# [Aim of the task]
Can you rewrite the records below with every "dark shorts" changed to "black shorts" and everything else left the same?

○ ○ ○ ○ ○

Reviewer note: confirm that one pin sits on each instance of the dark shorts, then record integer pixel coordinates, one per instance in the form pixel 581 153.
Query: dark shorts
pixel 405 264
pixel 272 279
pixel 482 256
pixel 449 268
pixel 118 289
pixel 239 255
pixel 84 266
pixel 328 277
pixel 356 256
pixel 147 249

○ ○ ○ ○ ○

# [The reply]
Reviewer note: confirm that one pin sits on each instance of the black shorts, then record integer pixel coordinates, one per instance in the form pixel 581 153.
Query: black shorts
pixel 405 264
pixel 272 279
pixel 482 256
pixel 449 268
pixel 118 289
pixel 239 255
pixel 84 266
pixel 328 277
pixel 356 256
pixel 147 249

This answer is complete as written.